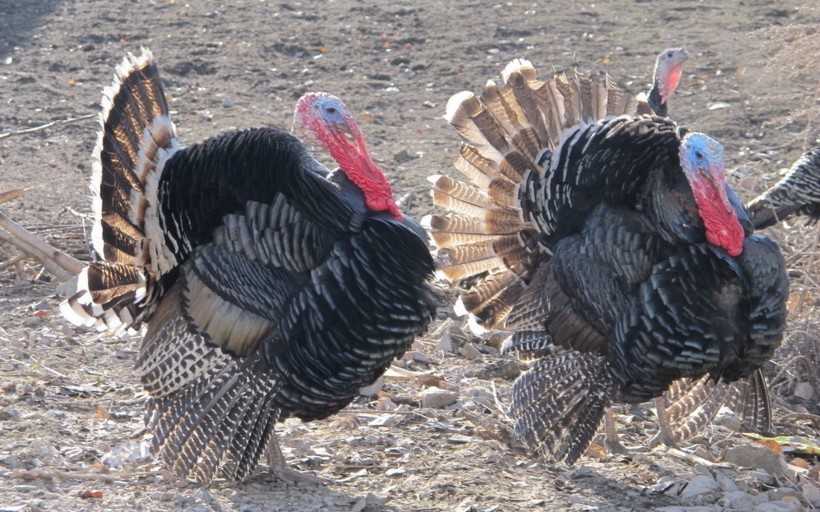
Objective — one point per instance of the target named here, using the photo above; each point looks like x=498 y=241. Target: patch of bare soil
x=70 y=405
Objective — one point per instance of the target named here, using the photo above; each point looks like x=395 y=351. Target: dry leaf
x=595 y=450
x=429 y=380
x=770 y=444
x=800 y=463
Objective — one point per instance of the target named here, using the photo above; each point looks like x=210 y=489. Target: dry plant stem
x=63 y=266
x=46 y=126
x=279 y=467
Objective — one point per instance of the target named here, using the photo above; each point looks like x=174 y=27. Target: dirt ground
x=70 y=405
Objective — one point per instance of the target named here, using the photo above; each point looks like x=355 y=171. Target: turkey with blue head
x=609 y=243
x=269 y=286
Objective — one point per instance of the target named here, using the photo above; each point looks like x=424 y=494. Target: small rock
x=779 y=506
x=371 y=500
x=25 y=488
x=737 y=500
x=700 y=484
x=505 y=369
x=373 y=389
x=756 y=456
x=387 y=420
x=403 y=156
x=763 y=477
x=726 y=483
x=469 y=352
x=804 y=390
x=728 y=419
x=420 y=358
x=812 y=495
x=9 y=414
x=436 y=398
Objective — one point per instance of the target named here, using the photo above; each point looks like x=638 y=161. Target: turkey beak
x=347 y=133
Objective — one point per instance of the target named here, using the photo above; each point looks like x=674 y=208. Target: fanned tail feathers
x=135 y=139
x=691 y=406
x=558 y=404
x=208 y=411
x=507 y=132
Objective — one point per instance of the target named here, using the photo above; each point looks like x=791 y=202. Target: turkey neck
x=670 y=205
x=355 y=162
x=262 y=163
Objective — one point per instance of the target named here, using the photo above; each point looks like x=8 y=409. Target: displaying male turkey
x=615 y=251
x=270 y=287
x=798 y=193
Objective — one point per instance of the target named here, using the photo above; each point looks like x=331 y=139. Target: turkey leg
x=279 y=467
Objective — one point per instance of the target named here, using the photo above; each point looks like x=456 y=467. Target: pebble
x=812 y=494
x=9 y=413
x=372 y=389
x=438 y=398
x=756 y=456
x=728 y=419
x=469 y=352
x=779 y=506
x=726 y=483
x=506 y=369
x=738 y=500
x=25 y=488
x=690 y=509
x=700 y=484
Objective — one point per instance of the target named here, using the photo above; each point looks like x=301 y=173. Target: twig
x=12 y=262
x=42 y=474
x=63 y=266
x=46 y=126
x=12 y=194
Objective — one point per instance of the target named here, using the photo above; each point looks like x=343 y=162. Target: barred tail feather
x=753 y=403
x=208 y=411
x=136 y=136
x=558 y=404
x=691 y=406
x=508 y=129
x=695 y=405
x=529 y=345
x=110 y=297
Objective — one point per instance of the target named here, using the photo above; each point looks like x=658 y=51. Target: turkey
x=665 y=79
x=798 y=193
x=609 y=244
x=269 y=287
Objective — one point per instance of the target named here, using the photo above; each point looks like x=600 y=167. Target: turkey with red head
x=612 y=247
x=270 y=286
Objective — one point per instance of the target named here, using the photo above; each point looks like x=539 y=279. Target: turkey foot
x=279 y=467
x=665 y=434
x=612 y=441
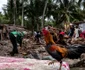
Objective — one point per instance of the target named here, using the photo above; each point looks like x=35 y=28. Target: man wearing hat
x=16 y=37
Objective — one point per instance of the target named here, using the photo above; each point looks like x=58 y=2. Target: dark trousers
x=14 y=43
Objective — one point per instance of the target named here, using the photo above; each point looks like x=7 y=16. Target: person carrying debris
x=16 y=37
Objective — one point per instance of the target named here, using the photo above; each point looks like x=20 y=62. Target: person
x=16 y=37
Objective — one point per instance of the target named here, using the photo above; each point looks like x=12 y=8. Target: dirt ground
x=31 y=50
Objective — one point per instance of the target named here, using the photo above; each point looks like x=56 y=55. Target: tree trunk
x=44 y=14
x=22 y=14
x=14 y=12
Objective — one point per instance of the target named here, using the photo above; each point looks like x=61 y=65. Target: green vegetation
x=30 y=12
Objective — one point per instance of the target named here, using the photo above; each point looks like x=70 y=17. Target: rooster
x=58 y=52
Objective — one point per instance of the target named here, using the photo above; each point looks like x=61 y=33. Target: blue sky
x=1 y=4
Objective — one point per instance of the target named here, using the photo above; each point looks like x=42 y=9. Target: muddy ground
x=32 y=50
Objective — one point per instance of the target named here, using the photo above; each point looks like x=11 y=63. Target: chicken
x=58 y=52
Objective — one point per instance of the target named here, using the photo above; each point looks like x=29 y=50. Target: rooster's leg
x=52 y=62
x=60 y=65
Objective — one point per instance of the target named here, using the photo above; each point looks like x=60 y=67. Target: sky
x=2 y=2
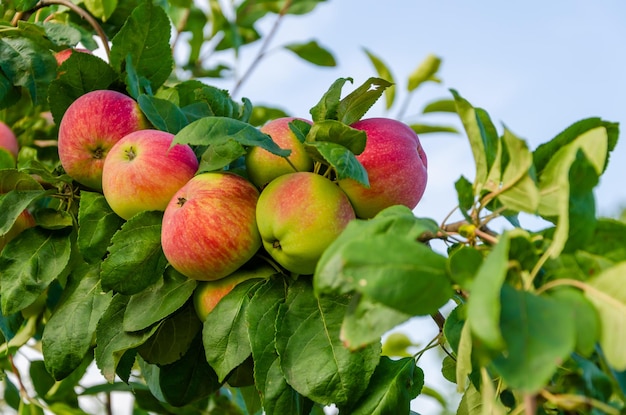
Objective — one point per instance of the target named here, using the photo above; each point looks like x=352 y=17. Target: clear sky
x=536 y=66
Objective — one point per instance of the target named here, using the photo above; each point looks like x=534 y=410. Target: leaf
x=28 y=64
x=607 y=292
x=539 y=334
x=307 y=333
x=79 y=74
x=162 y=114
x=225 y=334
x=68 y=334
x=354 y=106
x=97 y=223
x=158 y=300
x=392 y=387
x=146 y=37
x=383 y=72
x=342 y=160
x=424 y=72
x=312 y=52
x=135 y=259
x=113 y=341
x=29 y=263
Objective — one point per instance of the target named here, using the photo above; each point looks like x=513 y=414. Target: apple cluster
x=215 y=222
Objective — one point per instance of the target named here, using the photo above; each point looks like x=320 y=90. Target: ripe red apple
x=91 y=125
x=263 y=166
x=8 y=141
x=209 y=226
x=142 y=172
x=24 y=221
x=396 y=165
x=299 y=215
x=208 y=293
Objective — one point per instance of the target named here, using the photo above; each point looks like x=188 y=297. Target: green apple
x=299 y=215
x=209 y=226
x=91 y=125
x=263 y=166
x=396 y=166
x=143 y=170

----------------

Task to carry out — Render every line of the items above as a Markdown table with two columns, Row for the row number and Entry for the line, skipping blank lines. Leave the pictures out of the table.

Solution —
| Row | Entry |
|---|---|
| 1 | Objective — one point per instance of the target named here, using the photo above; each point looks like x=498 y=241. Target: patch of bare soil |
| 2 | x=70 y=405 |
| 3 | Objective — one point per instance of the target named here, using the photo above; each point looks like x=395 y=351. Target: dry leaf |
| 4 | x=595 y=450 |
| 5 | x=429 y=380 |
| 6 | x=770 y=444 |
| 7 | x=800 y=463 |
| 8 | Objective — one point per instance of the target named here, using the photo above; each point looks like x=210 y=489. Target: dry plant stem |
| 9 | x=63 y=266 |
| 10 | x=46 y=126 |
| 11 | x=279 y=467 |
| 12 | Objective — one point per instance of the target named here, using the photo above; each point looks like x=174 y=27. Target: dirt ground |
| 13 | x=70 y=405 |
| 14 | Objective — one point per instance of the target named here, using the photo above; each point looks like x=355 y=171. Target: turkey with blue head |
| 15 | x=609 y=243 |
| 16 | x=269 y=286 |
| 17 | Objective — one point per instance of the target named here, using the photo above; each point looks like x=424 y=494. Target: small rock |
| 18 | x=779 y=506 |
| 19 | x=371 y=500 |
| 20 | x=25 y=488 |
| 21 | x=737 y=500 |
| 22 | x=700 y=484 |
| 23 | x=505 y=369 |
| 24 | x=373 y=389 |
| 25 | x=756 y=456 |
| 26 | x=387 y=420 |
| 27 | x=403 y=156 |
| 28 | x=763 y=477 |
| 29 | x=726 y=483 |
| 30 | x=469 y=352 |
| 31 | x=804 y=390 |
| 32 | x=728 y=419 |
| 33 | x=420 y=358 |
| 34 | x=812 y=495 |
| 35 | x=9 y=414 |
| 36 | x=436 y=398 |
| 37 | Objective — one point per instance of the target named here, using the photo above; each point looks like x=638 y=161. Target: turkey beak |
| 38 | x=347 y=133 |
| 39 | Objective — one point per instance of the target named here, using the photo above; each point looks like x=674 y=208. Target: fanned tail feathers |
| 40 | x=135 y=139 |
| 41 | x=691 y=406 |
| 42 | x=558 y=404 |
| 43 | x=208 y=411 |
| 44 | x=507 y=132 |
| 45 | Objective — one point per instance of the target named here, using the photo above; each point looks like x=791 y=202. Target: turkey neck |
| 46 | x=670 y=205 |
| 47 | x=355 y=162 |
| 48 | x=262 y=163 |
| 49 | Objective — one point per instance of the target named here, using the photo above; each point looks like x=8 y=409. Target: displaying male turkey |
| 50 | x=615 y=251 |
| 51 | x=270 y=287 |
| 52 | x=798 y=193 |
| 53 | Objective — one point per instance of the target named here, using the photo above; each point looks like x=331 y=139. Target: turkey leg |
| 54 | x=279 y=467 |
| 55 | Objective — one point per instance of the target named here, using the photo above; each point looks like x=456 y=467. Target: pebble |
| 56 | x=812 y=494 |
| 57 | x=9 y=413 |
| 58 | x=372 y=389 |
| 59 | x=438 y=398 |
| 60 | x=756 y=456 |
| 61 | x=728 y=419 |
| 62 | x=469 y=352 |
| 63 | x=779 y=506 |
| 64 | x=726 y=483 |
| 65 | x=506 y=369 |
| 66 | x=738 y=500 |
| 67 | x=25 y=488 |
| 68 | x=690 y=509 |
| 69 | x=700 y=484 |
| 70 | Objective — one point per instance of the target named here, using the photo above; each point looks like x=301 y=173. Target: twig |
| 71 | x=12 y=262 |
| 72 | x=42 y=474 |
| 73 | x=63 y=266 |
| 74 | x=46 y=126 |
| 75 | x=12 y=194 |
| 76 | Objective — one point per instance of the target named here, using the photo above; each point looks like x=343 y=162. Target: barred tail feather |
| 77 | x=753 y=403 |
| 78 | x=208 y=411 |
| 79 | x=136 y=136 |
| 80 | x=558 y=404 |
| 81 | x=691 y=406 |
| 82 | x=508 y=129 |
| 83 | x=695 y=405 |
| 84 | x=529 y=345 |
| 85 | x=110 y=297 |
| 86 | Objective — one point per instance of the target named here, using the photo above; each point looks like x=658 y=51. Target: turkey |
| 87 | x=665 y=79 |
| 88 | x=798 y=193 |
| 89 | x=609 y=244 |
| 90 | x=269 y=287 |
| 91 | Objective — one point per instance of the target named here, using the photo above; each point looks like x=600 y=167. Target: turkey with red head |
| 92 | x=612 y=247 |
| 93 | x=270 y=286 |
| 94 | Objective — one point per instance of the target named here, using the photo above; each point looks like x=539 y=279. Target: turkey foot |
| 95 | x=279 y=467 |
| 96 | x=665 y=434 |
| 97 | x=612 y=441 |
| 98 | Objective — one point per instance of the target named here, using the photo above; each point looks like x=35 y=28. Target: man wearing hat |
| 99 | x=16 y=37 |
| 100 | Objective — one point per instance of the target named here, using the photo above; each point looks like x=58 y=2. Target: dark trousers |
| 101 | x=14 y=43 |
| 102 | Objective — one point per instance of the target named here, using the photo above; each point looks like x=7 y=16. Target: person carrying debris |
| 103 | x=16 y=37 |
| 104 | Objective — one point per instance of the target named here, using the photo above; each point looks like x=20 y=62. Target: person |
| 105 | x=16 y=37 |
| 106 | Objective — one point per instance of the target named here, using the photo above; each point looks like x=12 y=8. Target: dirt ground |
| 107 | x=31 y=50 |
| 108 | Objective — one point per instance of the target named here, using the photo above; each point looks like x=56 y=55. Target: tree trunk |
| 109 | x=44 y=14 |
| 110 | x=22 y=14 |
| 111 | x=14 y=12 |
| 112 | Objective — one point per instance of the target named here, using the photo above; each point looks like x=61 y=65. Target: green vegetation |
| 113 | x=30 y=12 |
| 114 | Objective — one point per instance of the target named here, using the photo above; each point looks like x=70 y=17. Target: rooster |
| 115 | x=58 y=52 |
| 116 | Objective — one point per instance of the target named here, using the photo above; each point looks like x=61 y=33. Target: blue sky |
| 117 | x=1 y=4 |
| 118 | Objective — one point per instance of the target named here, using the photo above; each point looks like x=42 y=9. Target: muddy ground |
| 119 | x=32 y=50 |
| 120 | Objective — one point per instance of the target named here, using the photo above; each point looks like x=11 y=63. Target: chicken |
| 121 | x=58 y=52 |
| 122 | Objective — one point per instance of the target named here, using the photo above; each point looks like x=29 y=50. Target: rooster's leg |
| 123 | x=52 y=62 |
| 124 | x=60 y=65 |
| 125 | Objective — one point per instance of the target named here, using the photo above; each point looks like x=60 y=67. Target: sky |
| 126 | x=2 y=2 |
| 127 | Objective — one point per instance of the target named here, using the photo above; each point looks like x=352 y=17. Target: clear sky |
| 128 | x=536 y=66 |
| 129 | Objective — one point per instance of the target named here, using the photo above; each point looks like x=534 y=410. Target: leaf |
| 130 | x=28 y=64 |
| 131 | x=607 y=292 |
| 132 | x=539 y=334 |
| 133 | x=307 y=333 |
| 134 | x=79 y=74 |
| 135 | x=162 y=114 |
| 136 | x=225 y=334 |
| 137 | x=68 y=334 |
| 138 | x=354 y=106 |
| 139 | x=97 y=223 |
| 140 | x=158 y=300 |
| 141 | x=392 y=387 |
| 142 | x=146 y=37 |
| 143 | x=383 y=72 |
| 144 | x=342 y=160 |
| 145 | x=424 y=72 |
| 146 | x=312 y=52 |
| 147 | x=135 y=259 |
| 148 | x=113 y=341 |
| 149 | x=29 y=263 |
| 150 | Objective — one point per instance of the target named here, using the photo above; each point looks like x=513 y=414. Target: apple cluster |
| 151 | x=215 y=222 |
| 152 | Objective — one point per instance of the target named here, using the photo above; each point looks like x=320 y=90. Target: ripe red apple |
| 153 | x=91 y=125 |
| 154 | x=263 y=166 |
| 155 | x=8 y=141 |
| 156 | x=209 y=226 |
| 157 | x=142 y=172 |
| 158 | x=24 y=221 |
| 159 | x=396 y=165 |
| 160 | x=299 y=215 |
| 161 | x=208 y=293 |
| 162 | Objective — one point per instance of the target named here, using the photo above; each point looks like x=188 y=297. Target: green apple |
| 163 | x=299 y=215 |
| 164 | x=209 y=226 |
| 165 | x=91 y=125 |
| 166 | x=263 y=166 |
| 167 | x=396 y=166 |
| 168 | x=143 y=170 |